*DOCUMENT EXCERPT*.
►
When Clean Language became my full-time obsession in 2006, we had a problem: not enough case studies to prove Clean Language worked.
Nearly 20 years later, I have the opposite problem - and it might provide exactly what you need.
The Evolution
Back in the day, I remember scouring my network to find case studies to write up. Wendy Sullivan and I felt that to justify what we were doing, we desperately needed proof that Clean Language could be effective outside its home territory of psychotherapy.
After I left our partnership in 2009, I kept on collecting - video interviews, podcasts, articles. Collecting stories of practical applications was always the thing.
Now I know of hundreds of published examples spanning healthcare, education, business, coaching. The evidence base we dreamed of in 2006 actually exists now.
This abundance is actually great news for Clean Language advocates - it means we've moved from 'does it work?' to 'which success story should I share?’
And while that’s a better-quality problem, it’s still a problem.
The Problem Illustrated
Here's what I mean. The other day I was delivering a How to Advocate For Clean Language training and I had so many relevant examples, I couldn’t possibly include them all. I ended up making an online randomiser…
https://wheelofnames.com/ht4-vsh
Go ahead, give it a spin. Whatever name comes up, I can link you to their story:
The 34-million Euro save: Analyst Roland Hill's Clean Language questions rescued a project from disaster
Lynne Cooper: Created The Five Minute Coach model for NHS radiography managers
Harriet Nicholls: Used Clean Language in healthcare training and recruitment and now teaches it to her university students
Bobbie Petford: Investigated bullying in healthcare settings
Rafael Verdiguer: Reducing staff absence in hospital facilities through Clean Language
Anna Rotkiewicz: Discovering rare conditions amongst her geriatric patients
Siobhan Aris: Finds is makes her feel like Florence Nightingale when she uses it in palliative care
But here's the thing: depending on who you're trying to convince, some stories work better than others.
Why This Matters
I often start with the 34-million Euro story - numbers work for any audience.
◄
*DATA LISTING*.
►
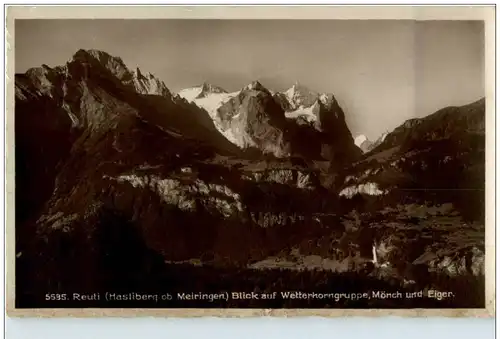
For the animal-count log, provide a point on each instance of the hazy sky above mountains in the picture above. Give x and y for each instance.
(381, 72)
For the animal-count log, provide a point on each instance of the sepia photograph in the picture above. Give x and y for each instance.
(191, 163)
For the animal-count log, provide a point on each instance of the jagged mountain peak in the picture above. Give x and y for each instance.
(256, 86)
(360, 139)
(207, 89)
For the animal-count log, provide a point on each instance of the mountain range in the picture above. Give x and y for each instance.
(122, 184)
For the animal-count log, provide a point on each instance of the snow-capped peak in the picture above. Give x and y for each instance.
(256, 86)
(202, 91)
(360, 139)
(299, 95)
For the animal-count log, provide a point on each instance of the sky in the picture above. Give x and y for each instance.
(382, 72)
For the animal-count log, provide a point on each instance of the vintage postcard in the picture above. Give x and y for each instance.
(248, 161)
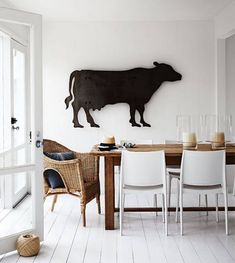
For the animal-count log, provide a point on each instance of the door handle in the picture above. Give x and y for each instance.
(39, 143)
(15, 128)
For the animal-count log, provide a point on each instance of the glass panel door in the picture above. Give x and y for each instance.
(19, 119)
(20, 116)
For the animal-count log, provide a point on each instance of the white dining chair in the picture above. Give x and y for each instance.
(174, 173)
(143, 172)
(117, 172)
(203, 172)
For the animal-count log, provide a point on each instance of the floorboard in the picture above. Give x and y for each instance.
(144, 240)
◄
*WHAT IS NEEDED*.
In the Clean Language text, which story does the writer often start with?

*SOLUTION TO THIS TASK*.
The 34-million Euro story.